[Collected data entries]
--------------------------------

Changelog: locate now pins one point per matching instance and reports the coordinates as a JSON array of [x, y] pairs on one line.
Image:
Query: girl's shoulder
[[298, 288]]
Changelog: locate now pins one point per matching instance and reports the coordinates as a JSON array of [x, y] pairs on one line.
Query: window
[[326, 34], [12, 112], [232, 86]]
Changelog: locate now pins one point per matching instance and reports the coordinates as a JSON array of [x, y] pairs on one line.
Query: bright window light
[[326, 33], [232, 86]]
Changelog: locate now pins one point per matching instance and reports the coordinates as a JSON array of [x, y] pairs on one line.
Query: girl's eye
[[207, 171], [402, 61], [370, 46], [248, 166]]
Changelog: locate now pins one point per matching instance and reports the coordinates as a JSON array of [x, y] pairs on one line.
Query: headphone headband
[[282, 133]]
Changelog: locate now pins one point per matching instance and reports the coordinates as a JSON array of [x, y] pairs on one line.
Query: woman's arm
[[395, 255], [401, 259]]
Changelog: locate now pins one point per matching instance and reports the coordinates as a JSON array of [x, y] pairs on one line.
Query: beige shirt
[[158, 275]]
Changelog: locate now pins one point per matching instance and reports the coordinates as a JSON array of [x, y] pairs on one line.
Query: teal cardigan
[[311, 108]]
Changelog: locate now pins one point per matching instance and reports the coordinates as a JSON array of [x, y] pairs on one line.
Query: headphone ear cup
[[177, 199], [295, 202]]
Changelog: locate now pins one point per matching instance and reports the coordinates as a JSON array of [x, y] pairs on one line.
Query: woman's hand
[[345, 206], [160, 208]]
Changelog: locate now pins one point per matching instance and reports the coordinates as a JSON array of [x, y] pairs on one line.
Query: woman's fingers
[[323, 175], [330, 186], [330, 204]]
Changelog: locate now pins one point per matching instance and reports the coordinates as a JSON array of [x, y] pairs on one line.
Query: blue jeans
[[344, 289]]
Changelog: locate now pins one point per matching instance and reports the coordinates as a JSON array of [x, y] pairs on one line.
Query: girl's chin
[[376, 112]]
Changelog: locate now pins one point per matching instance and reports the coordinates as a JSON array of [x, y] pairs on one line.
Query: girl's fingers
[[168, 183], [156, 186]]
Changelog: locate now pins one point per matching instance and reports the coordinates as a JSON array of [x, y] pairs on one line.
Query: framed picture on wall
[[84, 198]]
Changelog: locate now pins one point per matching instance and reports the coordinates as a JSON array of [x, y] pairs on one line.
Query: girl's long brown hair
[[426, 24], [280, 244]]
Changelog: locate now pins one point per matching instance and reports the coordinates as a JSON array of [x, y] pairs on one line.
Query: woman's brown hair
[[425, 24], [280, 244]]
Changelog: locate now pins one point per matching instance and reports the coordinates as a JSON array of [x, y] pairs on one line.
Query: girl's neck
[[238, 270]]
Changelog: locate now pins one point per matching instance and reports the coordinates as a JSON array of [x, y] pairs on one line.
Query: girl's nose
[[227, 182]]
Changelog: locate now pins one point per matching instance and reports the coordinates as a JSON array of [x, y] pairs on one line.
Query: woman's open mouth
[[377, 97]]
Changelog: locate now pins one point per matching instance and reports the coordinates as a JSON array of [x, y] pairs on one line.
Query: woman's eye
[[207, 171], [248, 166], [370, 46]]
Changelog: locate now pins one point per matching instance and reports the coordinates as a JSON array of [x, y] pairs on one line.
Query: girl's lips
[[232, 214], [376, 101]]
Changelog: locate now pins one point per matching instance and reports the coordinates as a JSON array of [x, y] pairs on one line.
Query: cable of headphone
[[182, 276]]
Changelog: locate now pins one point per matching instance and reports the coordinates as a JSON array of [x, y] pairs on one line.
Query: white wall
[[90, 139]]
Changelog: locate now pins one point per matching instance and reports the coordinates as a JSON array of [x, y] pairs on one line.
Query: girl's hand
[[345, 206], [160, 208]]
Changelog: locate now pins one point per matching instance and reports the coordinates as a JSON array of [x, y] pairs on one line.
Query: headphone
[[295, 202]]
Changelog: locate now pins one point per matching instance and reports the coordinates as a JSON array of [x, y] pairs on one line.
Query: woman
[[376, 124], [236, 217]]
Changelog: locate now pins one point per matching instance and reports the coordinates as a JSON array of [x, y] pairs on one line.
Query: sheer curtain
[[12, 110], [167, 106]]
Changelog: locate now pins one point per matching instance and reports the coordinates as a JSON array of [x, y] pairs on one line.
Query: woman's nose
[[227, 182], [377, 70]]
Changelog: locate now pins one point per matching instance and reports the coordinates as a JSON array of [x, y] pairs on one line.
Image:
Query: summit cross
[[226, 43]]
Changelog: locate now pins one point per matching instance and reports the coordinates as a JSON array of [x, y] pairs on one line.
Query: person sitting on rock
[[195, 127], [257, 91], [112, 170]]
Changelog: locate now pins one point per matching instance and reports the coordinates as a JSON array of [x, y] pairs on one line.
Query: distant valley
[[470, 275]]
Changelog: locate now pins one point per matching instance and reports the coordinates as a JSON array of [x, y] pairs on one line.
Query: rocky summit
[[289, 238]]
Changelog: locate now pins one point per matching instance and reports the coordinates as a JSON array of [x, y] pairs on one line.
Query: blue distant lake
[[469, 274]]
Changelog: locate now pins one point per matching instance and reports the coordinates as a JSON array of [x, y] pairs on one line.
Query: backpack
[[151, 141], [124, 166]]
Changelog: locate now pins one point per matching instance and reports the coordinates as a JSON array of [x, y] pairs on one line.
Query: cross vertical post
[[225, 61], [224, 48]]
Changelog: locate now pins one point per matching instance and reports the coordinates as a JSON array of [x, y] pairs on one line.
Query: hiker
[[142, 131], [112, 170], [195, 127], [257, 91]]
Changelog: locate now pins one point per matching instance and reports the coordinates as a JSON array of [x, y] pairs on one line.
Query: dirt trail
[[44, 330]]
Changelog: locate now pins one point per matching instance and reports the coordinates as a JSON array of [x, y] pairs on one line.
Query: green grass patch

--------------------------------

# The problem
Please quote every record above exactly as it appears.

# Answer to the problem
Changelog: locate now pins one point per matching instance and reports the coordinates as a JSON array of [x, y] pairs on one line.
Image:
Query: girl's shoulder
[[298, 288]]
Changelog: locate now pins one point per matching instance and reports the coordinates as a JSON array of [x, y] pairs on one line.
Query: window
[[326, 34], [12, 112], [232, 86]]
Changelog: locate now pins one point per matching instance and reports the coordinates as a JSON array of [x, y] pairs on one line.
Query: bright window light
[[326, 33], [232, 86]]
Changelog: locate now pins one point per matching instance and reports the coordinates as a JSON array of [x, y] pairs on one line.
Query: girl's eye
[[207, 171], [402, 61], [370, 46], [248, 166]]
Changelog: locate now pins one point per matching instance and reports the coordinates as a JSON array of [x, y] pairs on one line.
Query: headphone headband
[[282, 133]]
Changelog: locate now pins one point per matching instance and reports the coordinates as a JSON array of [x, y] pairs on one line.
Query: woman's arm
[[395, 255], [401, 259]]
Changelog: locate now pins one point per matching instance and reports the coordinates as a JSON array of [x, y] pairs on one line.
Query: beige shirt
[[158, 275]]
Changelog: locate now pins one point per matching instance and reports the coordinates as a JSON array of [x, y] pairs on one line.
Query: teal cardigan
[[311, 108]]
Changelog: locate now pins one point per matching instance and reports the coordinates as a JSON array of [x, y] pairs on one line.
Query: headphone ear cup
[[177, 199], [295, 202]]
Changelog: locate now pins one point per matching instance and reports the coordinates as a JSON array of [x, y] pairs on one line.
Query: woman's hand
[[345, 206], [160, 208]]
Changelog: locate now pins one point per matching instance and reports the coordinates as a JSON array of [x, y] pairs on one line.
Query: woman's fingers
[[323, 175], [330, 186], [330, 204]]
Changelog: locate now pins one point per matching instance and reports the coordinates as a JSON array of [x, y] pairs on one line.
Query: blue jeans
[[344, 289]]
Changelog: locate now pins one point per matching instance and reports the coordinates as a JSON array of [x, y] pairs on one line.
Query: girl's chin
[[376, 112]]
Changelog: locate now pins one point per matching instance and reports the coordinates as a JSON array of [x, y] pairs on one line.
Query: girl's fingers
[[168, 183], [156, 186]]
Changelog: locate now pins one point per matching instance and reports the coordinates as a JSON array of [x, y] pairs on one line.
Query: framed picture on wall
[[84, 198]]
Changelog: locate now pins one point per matching instance and reports the coordinates as a JSON array of [x, y] pairs on one line.
Query: girl's long brown hair
[[426, 24], [280, 244]]
Changelog: locate now pins one point per matching instance and reports the coordinates as a JSON array of [x, y] pairs on one line.
Query: woman's brown hair
[[425, 24], [280, 244]]
Changelog: locate now pins one point per matching instance and reports the coordinates as a JSON array of [x, y] pairs on one line.
Query: girl's neck
[[238, 270]]
Changelog: locate now pins one point per matching instance and reports the coordinates as a JSON array of [x, y] pairs on one line.
Query: girl's nose
[[227, 182]]
Changelog: locate now pins one point per matching instance and reports the coordinates as a JSON array of [x, y] pairs on one line.
Query: woman's open mouth
[[377, 97]]
Changelog: locate now pins one point per matching instance and reports the coordinates as a JSON array of [x, y] pairs on one line.
Query: woman's eye
[[207, 171], [248, 166], [370, 46]]
Changelog: locate now pins one point per matching instance and reports the coordinates as a JSON array of [x, y] pairs on one line.
Query: girl's lips
[[232, 214], [376, 101]]
Changelog: locate now pins one point per matching instance and reports the coordinates as a JSON array of [x, y] pairs on one line.
Query: cable of headphone
[[182, 276]]
Changelog: locate now pins one point per matching instance and reports the coordinates as a JSON array of [x, y] pairs on one line.
Query: white wall
[[90, 139]]
Changelog: locate now pins one point per matching instance and reports the coordinates as a JSON array of [x, y] pairs on one line.
Query: girl's hand
[[345, 206], [160, 208]]
Changelog: locate now pins one point per matching instance and reports the coordinates as a JSON array of [x, y] pairs on one line.
Query: headphone
[[295, 202]]
Changelog: locate now pins one point per matching instance and reports the coordinates as a JSON array of [x, y] pairs on one line.
Query: woman
[[376, 124], [236, 217]]
Changelog: locate now pins one point per matching instance and reports the coordinates as a JSON array of [x, y] pairs on one line.
Query: sheer curtain
[[12, 110], [167, 106]]
Changelog: locate now pins one point per matching instance and reports the coordinates as a JSON array of [x, y] pairs on one line.
Query: woman's nose
[[227, 182], [377, 70]]
Changelog: locate now pins one point per matching instance and reports the coordinates as a JSON array of [x, y] pairs on one line.
Image:
Query: summit cross
[[226, 43]]
Changelog: locate now pins one point per matching instance and reports the coordinates as a JSON array of [x, y] pairs on one line.
Query: person sitting on rock
[[195, 127], [257, 91], [112, 170]]
Changelog: locate now pins one point per matching instance and reports the coordinates as a JSON array of [x, y] pairs on one line.
Query: distant valley
[[470, 275]]
Changelog: locate now pins one point per matching instance and reports the coordinates as a JSON array of [x, y] pairs on one line.
Query: rocky summit
[[289, 238]]
Changelog: locate now pins one point per matching instance and reports the coordinates as a JSON array of [x, y] pairs on one line.
Query: blue distant lake
[[469, 274]]
Changelog: locate now pins one point per matching instance and reports the coordinates as a JSON array of [x, y] pairs on one line.
Query: backpack
[[151, 141], [124, 166]]
Changelog: locate now pins one point per matching instance and reports the coordinates as a JSON array of [x, y] pairs on one line.
Query: cross vertical post
[[225, 61], [224, 48]]
Changelog: locate now pins one point per matching instance and reports the coordinates as a JSON array of [x, y] pairs on one line.
Query: hiker
[[142, 131], [112, 170], [195, 127], [257, 91]]
Changelog: locate now pins one point per matching instance and reports the coordinates as a JSON array of [x, y] pairs on one line.
Query: dirt trail
[[44, 330]]
Changelog: locate now pins one point per matching instance and reports the coordinates as a JSON array of [x, y] pairs on one line.
Query: green grass patch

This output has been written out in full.